◆ **Page extract**:
========================================================================

Your vocabulary continues to border on ridiculous. Which is why we don’t correct the things you do say incorrectly. They just sound so funny coming from a mouth that regularly says words like terrifying, fantastic, small intestines, digestive juices, kidneys, magma, lava, volcanologist, entomologist, tarantula, thorax, antennae. So here they are:
–Constructions instead of “intstructions”
-“Hey guys, do I have acid reflux?” – 5th birthday
-Speaking of which….
-Ready to scooter….
-With a knick-knack patty-waack, leave your dog alone
-Calling a traffic round-a-bout a merry-go-round (Elsa calls it a loop-de-loop)
-“May you please…” as in May you please wipe me? May you please give me an applesauce?
-No, I amn’t
-Let’s play hide and ZEKE
and my personal favrotie…
-We were at Hiawatha Playground. You were pretending the different playground areas were part of a giant digestive system (like a Magic School Bus episode), when you shouted to me, across the playground, for all to hear: “WE’RE GETTING CLOSE TO THE RECTUM.”
Cue our departure.
You’ve made good friends of our neighbors this summer – especially Junah, who matches your zest (and aggression) for life, as well as Addi from up the street. You are excited to be going back to preschool this fall 2/3 same days as your school-bff Addison. We still hang out with Archie and Milo, and we continue to miss Estella.
You love to swim and go to the beach and pool, though you DO NOT LIKE going out deep enough for your feet to not touch, even with floaties. You’re just starting to try to kick your feet up, but it’s really hard for you. You love playgrounds and hitting balls your dad pitches and wrestling your dad when he comes home. You love to read with me, and sometimes our afternoons are swallowed up in book after book while your siblings sleep. I can’t stop either.

========================================================================

◆ **Extracted records**:
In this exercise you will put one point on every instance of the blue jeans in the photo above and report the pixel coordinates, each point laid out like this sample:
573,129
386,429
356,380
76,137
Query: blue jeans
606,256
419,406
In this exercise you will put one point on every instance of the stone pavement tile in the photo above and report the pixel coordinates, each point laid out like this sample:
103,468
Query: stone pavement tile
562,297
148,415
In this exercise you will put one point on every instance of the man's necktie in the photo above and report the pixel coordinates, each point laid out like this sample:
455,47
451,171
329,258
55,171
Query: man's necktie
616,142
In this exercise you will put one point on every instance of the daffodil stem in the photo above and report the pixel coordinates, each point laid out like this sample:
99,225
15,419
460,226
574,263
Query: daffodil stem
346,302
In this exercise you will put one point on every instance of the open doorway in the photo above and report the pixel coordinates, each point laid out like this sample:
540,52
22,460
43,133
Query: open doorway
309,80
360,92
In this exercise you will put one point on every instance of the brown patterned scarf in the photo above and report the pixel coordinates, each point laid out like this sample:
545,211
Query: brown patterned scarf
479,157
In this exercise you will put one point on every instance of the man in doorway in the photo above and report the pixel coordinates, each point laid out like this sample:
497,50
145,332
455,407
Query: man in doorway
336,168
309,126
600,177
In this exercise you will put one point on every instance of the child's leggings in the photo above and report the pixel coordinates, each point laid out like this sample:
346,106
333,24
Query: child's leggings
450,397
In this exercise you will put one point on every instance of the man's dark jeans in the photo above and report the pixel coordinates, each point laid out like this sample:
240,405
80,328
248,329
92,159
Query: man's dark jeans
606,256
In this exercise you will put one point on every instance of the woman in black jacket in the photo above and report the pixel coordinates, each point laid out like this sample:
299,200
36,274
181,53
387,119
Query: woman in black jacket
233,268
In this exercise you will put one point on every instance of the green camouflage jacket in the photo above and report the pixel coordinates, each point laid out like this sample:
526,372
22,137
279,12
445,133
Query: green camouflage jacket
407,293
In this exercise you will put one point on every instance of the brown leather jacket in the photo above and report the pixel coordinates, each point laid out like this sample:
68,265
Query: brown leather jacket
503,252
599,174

========================================================================

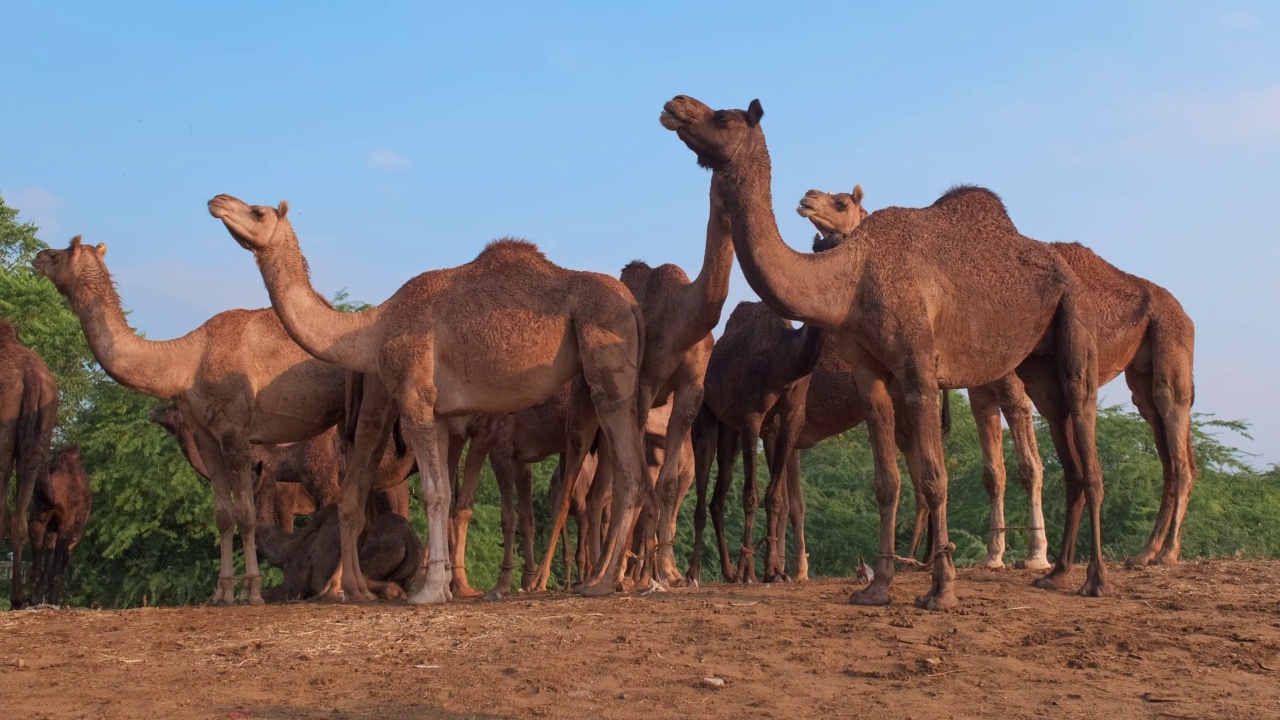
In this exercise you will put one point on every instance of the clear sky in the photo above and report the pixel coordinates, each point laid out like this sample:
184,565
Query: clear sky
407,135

========================================================================

◆ **Required tasks**:
1) Answer these questions using the text about the child's sayings.
(a) What does the child call a traffic round-a-bout?
(b) At which playground did the child shout about the rectum?
(c) What does the child not like doing at the beach and pool?
2) Summarize the text about the child's sayings in two sentences.
3) Translate this sentence from the text about the child's sayings into Spanish: "You love to read with me, and sometimes our afternoons are swallowed up in book after book while your siblings sleep."

◆ **Answers to this exercise**:
1)
(a) A merry-go-round.
(b) Hiawatha Playground.
(c) Going out deep enough that the child's feet don't touch, even with floaties.

2) Despite a large vocabulary, the child says some things incorrectly that the family finds too funny to correct, such as "hide and ZEKE" and a shouted "WE'RE GETTING CLOSE TO THE RECTUM" at Hiawatha Playground. The child has made friends with neighbors like Junah and Addi this summer and loves swimming, playgrounds, wrestling with dad, and reading book after book with the writer.

3) Te encanta leer conmigo, y a veces nuestras tardes quedan absorbidas por un libro tras otro mientras tus hermanos duermen.